[Records drawn from a collection]

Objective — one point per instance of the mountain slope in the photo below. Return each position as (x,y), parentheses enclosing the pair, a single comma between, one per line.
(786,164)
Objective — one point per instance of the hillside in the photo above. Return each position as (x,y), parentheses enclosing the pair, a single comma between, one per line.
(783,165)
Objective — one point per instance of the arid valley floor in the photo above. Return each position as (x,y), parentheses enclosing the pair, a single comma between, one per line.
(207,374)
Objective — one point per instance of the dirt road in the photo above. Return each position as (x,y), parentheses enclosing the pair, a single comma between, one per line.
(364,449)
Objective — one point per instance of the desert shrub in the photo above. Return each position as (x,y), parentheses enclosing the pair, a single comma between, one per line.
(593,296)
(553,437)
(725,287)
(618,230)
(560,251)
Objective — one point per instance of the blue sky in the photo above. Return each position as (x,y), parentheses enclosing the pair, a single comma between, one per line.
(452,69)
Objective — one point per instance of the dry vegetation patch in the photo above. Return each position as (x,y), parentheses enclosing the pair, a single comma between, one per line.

▶ _What is expected_
Arrange the records above as a Markdown table with two columns, Row and Line, numbering each line in order and skipping any blank lines.

▶ _Output_
| Row | Line |
|---|---|
| 1 | Objective — one point per instance of the mountain slope in the photo below. Return each position as (x,y), parentheses enclosing the pair, a single comma between, one per line. |
| 2 | (786,164) |
| 3 | Objective — one point per instance of the hillside in the photo above. Return each position as (x,y), parentheses enclosing the pair, a single comma between, one per line. |
| 4 | (783,165) |
| 5 | Objective — one point per instance of the arid valley floor in the photo above. Return each position as (x,y), parentheses enclosing the pair, a single comma between, one per line. |
| 6 | (207,374) |
| 7 | Objective — one point per instance of the dirt road in the photo above. Return each position as (x,y), parentheses enclosing the pair, a single comma between, one per line. |
| 8 | (364,449) |
| 9 | Objective — one point per instance of the desert shrub in the photo above. Return each position as (x,y), parentheses enclosing the pair, a single comma between, one per line. |
| 10 | (593,296) |
| 11 | (553,437) |
| 12 | (725,287) |
| 13 | (618,230) |
| 14 | (560,251) |
| 15 | Objective — one point per instance of the blue sky in the photo above. Return each position as (x,y), parentheses enclosing the pair, a single comma between, one per line. |
| 16 | (452,69) |
| 17 | Objective — one point per instance of the dry vegetation patch in the photo above. Return each position as (x,y), parentheses enclosing the pair, a single comma between, one per line. |